Mlliyet Milliyet Blog Milliyet Blog
 
Facebook Connect
Blog Kategorileri
 

03 Haziran '09

 
Kategori
Futbol
 

II. Daum Devri

II. Daum Devri
 

Dün haber internet sitelerine düşmesinden sonra bütün gün Fenerbahçe'nin yayın organlarından yalanlama notunu bekledim. Geçen sene Aragones ile anlaşma öncesindeki durum benzeri, Daum ile anlaşılmış olduğunu anlayabiliyoruz.

Öncelikle hayırlı olsun diyorum. Bence çok isabetli bir karar verilmiştir. Fenerbahçe tarihinde yaşım itibarıyla hatırlayabildiğim iki teknik direktör vardı; birincisi Stankoviç, ikincisi Veselinoviç, ilki iki defa diğeri üç defa takımın başına geçmiştir.

Teknik direktörün kim olduğu önemli olmakla birlikte nasıl takımın başına getirildiği daha büyük bir hassasiyettir.

Bu sezon iki örnek var.

1. Mustafa Denizli
2. Bülent Korkmaz

İkisini takımın başına getirilişi ve arkasında duruş farkı takımın ligdeki pozisyonunu belirlemiştir.

####################

> [Görevler ve alıştırmalar]:
1. Daum'un dönüşüne dair yazıya göre aşağıdaki soruları yanıtlayın.
(a) Yazar, Fenerbahçe tarihinde hatırlayabildiği hangi iki teknik direktörü sayıyor?
(b) Bu sezon için verilen iki örnek kimdir?
(c) Yazara göre teknik direktörün kim olduğundan daha büyük bir hassasiyet nedir?
2. Daum'un Fenerbahçe'ye dönüşünü anlatan yazıyı son cümlesinden sonra sürdürün.

Nesne nokta etiketleri
####################

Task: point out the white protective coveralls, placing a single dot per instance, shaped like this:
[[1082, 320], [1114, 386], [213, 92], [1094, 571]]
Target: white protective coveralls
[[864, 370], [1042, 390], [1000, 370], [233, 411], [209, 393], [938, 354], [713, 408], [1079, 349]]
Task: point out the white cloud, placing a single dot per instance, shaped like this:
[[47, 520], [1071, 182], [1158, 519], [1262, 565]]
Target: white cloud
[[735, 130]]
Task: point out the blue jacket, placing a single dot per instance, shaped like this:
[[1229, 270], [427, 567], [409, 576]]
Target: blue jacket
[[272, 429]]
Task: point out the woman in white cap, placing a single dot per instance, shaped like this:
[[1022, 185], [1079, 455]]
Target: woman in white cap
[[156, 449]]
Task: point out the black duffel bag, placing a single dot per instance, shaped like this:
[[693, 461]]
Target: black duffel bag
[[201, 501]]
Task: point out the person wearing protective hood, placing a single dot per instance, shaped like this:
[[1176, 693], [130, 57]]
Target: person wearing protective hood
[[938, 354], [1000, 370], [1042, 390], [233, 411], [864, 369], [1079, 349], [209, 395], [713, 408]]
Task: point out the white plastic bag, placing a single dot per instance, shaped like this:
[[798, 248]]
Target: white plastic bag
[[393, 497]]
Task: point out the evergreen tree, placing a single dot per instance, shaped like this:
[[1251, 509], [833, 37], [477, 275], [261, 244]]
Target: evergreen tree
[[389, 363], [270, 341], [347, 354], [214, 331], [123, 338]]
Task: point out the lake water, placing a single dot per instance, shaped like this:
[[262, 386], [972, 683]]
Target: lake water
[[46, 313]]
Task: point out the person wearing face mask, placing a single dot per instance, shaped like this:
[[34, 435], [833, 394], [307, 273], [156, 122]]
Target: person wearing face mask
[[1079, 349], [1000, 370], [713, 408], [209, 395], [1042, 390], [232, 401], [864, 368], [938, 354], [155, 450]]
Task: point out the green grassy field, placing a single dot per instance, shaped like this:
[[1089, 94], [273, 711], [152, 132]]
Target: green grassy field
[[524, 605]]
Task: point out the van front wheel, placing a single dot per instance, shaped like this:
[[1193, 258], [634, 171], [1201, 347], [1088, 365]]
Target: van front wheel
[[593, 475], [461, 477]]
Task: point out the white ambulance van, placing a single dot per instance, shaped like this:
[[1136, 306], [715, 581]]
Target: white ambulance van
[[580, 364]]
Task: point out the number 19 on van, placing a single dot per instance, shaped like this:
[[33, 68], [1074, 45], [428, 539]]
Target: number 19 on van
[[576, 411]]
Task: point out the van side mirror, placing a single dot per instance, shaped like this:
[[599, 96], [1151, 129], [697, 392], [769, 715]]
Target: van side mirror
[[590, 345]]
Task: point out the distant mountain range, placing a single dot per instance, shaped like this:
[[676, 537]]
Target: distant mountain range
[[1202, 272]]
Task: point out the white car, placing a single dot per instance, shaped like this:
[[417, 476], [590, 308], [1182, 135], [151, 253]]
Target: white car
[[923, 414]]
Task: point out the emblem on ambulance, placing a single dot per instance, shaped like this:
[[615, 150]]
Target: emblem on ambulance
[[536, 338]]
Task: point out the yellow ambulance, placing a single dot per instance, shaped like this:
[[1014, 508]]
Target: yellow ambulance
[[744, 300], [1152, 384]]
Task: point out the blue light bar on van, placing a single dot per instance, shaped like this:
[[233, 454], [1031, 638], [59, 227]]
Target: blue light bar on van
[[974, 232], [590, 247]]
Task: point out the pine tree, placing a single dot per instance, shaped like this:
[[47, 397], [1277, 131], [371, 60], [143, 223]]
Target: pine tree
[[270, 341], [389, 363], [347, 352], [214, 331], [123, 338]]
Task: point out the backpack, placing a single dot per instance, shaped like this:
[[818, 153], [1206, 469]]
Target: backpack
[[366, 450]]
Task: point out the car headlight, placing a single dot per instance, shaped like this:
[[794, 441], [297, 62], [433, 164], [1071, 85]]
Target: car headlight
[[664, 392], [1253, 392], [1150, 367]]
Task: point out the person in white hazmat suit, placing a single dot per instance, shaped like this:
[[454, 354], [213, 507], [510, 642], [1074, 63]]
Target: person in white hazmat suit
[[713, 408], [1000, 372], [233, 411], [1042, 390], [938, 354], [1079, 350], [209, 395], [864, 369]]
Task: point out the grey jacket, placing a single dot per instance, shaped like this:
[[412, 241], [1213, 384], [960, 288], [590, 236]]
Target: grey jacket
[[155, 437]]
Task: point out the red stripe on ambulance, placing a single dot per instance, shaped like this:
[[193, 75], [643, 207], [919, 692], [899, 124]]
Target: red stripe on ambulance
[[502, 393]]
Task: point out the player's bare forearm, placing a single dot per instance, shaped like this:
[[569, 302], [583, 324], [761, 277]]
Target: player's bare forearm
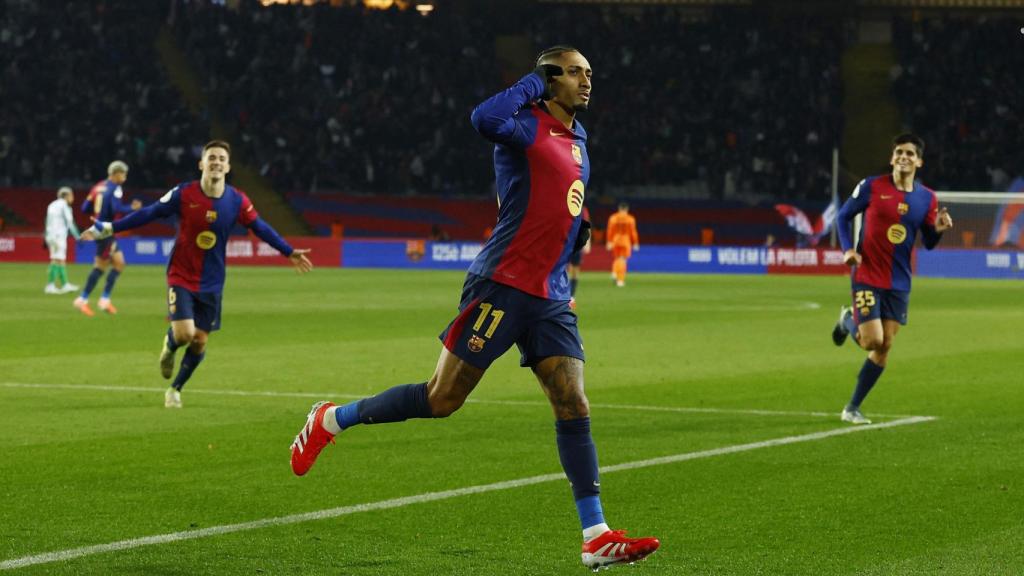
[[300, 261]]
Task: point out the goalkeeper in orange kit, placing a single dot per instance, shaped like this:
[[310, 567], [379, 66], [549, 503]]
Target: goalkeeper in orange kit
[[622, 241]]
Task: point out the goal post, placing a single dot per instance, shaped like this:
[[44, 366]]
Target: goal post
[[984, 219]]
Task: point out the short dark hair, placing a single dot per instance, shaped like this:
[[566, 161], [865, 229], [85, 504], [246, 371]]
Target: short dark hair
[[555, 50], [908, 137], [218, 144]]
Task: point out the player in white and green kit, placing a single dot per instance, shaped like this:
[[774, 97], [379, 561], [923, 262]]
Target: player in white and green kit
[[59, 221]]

####################

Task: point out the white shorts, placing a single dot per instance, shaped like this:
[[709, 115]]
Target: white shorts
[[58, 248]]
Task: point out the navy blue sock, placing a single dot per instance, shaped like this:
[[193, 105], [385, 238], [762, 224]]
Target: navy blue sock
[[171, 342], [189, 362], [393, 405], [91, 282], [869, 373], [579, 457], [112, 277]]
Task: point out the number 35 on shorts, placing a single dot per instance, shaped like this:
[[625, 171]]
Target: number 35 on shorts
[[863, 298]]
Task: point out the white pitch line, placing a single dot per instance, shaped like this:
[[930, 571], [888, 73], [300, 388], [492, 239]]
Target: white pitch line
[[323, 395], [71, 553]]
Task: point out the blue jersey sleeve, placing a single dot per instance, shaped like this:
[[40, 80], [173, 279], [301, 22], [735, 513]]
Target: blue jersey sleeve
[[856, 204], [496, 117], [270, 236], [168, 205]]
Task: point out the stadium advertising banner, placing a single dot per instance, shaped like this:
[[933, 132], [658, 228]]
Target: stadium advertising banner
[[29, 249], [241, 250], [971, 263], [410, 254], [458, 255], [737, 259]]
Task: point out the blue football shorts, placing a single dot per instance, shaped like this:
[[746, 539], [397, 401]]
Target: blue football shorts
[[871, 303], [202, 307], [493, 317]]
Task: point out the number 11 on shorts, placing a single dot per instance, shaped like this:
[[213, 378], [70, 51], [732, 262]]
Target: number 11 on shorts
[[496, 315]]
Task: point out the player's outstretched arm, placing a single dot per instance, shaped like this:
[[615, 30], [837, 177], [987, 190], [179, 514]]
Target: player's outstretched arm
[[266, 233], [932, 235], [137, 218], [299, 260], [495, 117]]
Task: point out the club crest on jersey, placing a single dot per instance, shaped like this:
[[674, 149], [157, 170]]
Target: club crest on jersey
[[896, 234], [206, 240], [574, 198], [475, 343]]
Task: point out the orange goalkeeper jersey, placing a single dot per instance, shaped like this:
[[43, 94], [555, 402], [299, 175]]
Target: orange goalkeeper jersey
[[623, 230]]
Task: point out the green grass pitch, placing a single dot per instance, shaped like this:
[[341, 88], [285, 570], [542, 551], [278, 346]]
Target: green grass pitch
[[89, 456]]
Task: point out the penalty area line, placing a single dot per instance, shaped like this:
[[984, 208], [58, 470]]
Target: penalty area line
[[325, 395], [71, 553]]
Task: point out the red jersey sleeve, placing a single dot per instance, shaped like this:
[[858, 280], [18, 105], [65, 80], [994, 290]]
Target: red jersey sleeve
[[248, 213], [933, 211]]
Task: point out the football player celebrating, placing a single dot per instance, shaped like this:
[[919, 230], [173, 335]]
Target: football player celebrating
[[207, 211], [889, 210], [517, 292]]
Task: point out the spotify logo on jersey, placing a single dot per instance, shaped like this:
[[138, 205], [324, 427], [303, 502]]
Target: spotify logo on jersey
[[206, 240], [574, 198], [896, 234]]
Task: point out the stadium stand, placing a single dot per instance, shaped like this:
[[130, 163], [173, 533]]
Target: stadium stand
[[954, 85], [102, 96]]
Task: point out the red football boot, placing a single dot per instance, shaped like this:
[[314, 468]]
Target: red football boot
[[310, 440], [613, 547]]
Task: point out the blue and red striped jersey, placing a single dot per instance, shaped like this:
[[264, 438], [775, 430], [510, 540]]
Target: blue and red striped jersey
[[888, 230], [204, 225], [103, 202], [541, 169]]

####################

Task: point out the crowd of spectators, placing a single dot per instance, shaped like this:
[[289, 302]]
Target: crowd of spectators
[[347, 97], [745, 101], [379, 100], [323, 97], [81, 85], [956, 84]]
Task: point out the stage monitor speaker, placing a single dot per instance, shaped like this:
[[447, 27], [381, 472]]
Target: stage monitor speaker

####################

> [Sıralı sonuçlar]:
1.
(a) Stankoviç ve Veselinoviç.
(b) Mustafa Denizli ve Bülent Korkmaz.
(c) Teknik direktörün takımın başına nasıl getirildiği.

2.
Fenerbahçe kendi klasmanında şampiyon oldu ama... başlıklı yazımda Fenerbahçe'nin futbolcu eksenine girmiş bir takım olduğundan söz etmiştim. Bunun bir başka anlatım biçimi bazı futbolcuların takımın kaderini belirleyebildiği yönündeydi. Barselona Ronaldinho'yu takımdan göndererek aslında bütün takımlara bir ders veriyordu. O hamle bu sene takımın kaderini ve oyun şeklini değiştirdi. Real Madrid'i Madrid'te altı golle yenmek kolay değildir.

Daum futbolun bilimi konusunda çok büyük donanıma sahip. Yıllardır yanında çalışan iyi bir ekibi de var. Türkiye'yi çok iyi tanıyor. Üstelik Fenerbahçe'nin içinde üç bulunmuş bir kişi.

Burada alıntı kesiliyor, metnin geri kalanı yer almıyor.